Para ilustrar, qué mejor que cuadros del novelista, poeta, dramaturgo y
pintor Frankétienne.
Y un deseo, que la revolución con que sueño para la Tierra, comience un
día en Haití.
« El 12 de enero de 2010 a las 16,
53 minutos, en un crepúsculo que ya buscaba sus colores de fin y de comienzo, Puerto
Príncipe fue cabalgada menos de cuarenta segundos por uno de esos dioses de los
que se dice que se regocijan con carne y sangre. Montada salvajemente antes de
derrumbarse con el cabello hirsuto, con los ojos desorbitados, las piernas
dislocadas, el sexo abierto, exhibiendo sus entrañas de hierro y de polvo, sus
vísceras y su sangre. Entregada, desvestida, desnuda, Puerto Príncipe no era,
sin embargo, obscena. Lo que fue obsceno y lo permanece, es el escándalo de su
pobreza.»

» **DATOS PROPORCIONADOS**

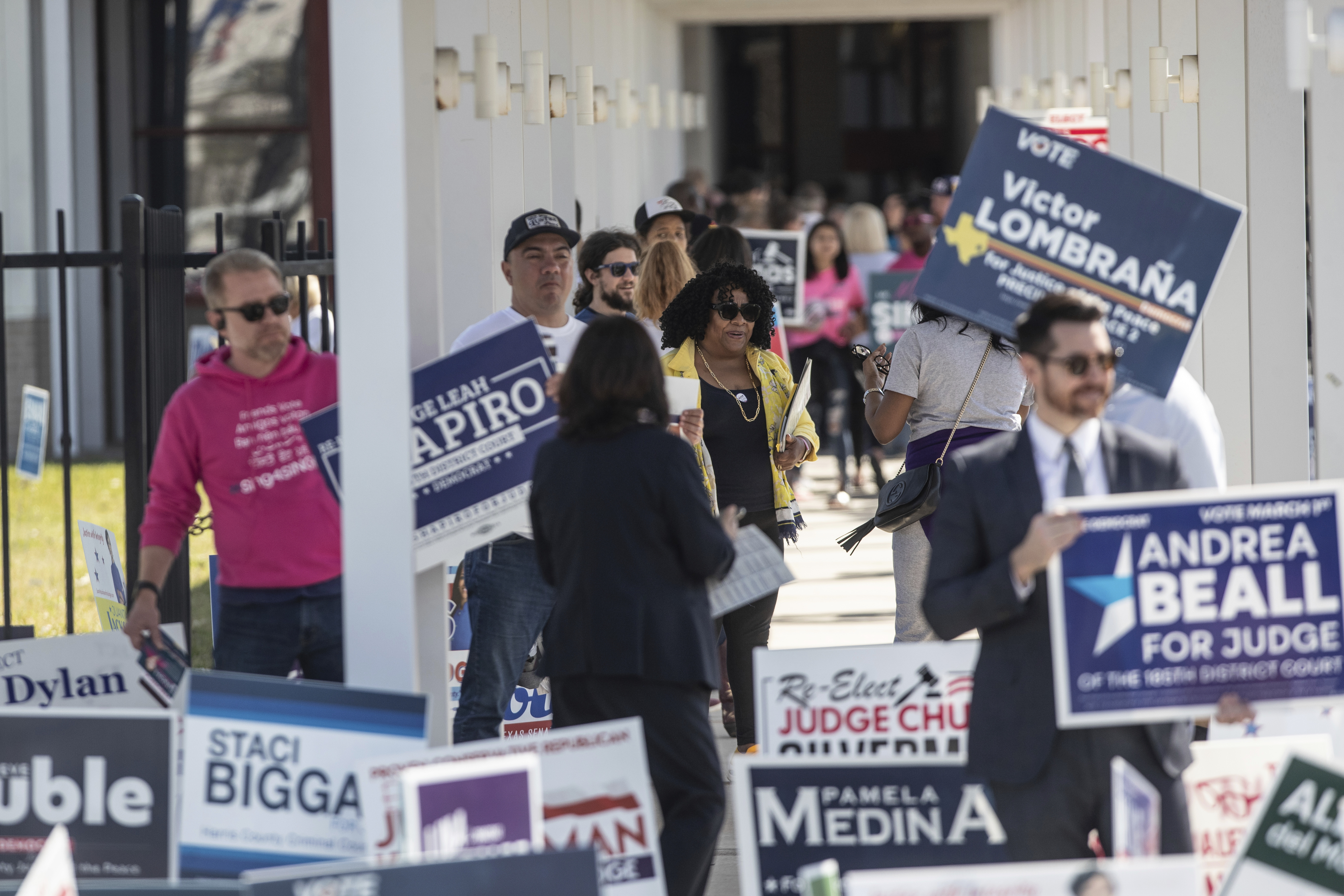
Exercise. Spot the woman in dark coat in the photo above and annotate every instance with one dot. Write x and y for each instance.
(624, 532)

» **QUÉ HACER**
Enumera todas las ocupaciones que el fragmento atribuye a Frankétienne. Las líneas no tienen relación con el fragmento.

» **RESPUESTA**
Novelista, poeta, dramaturgo y pintor.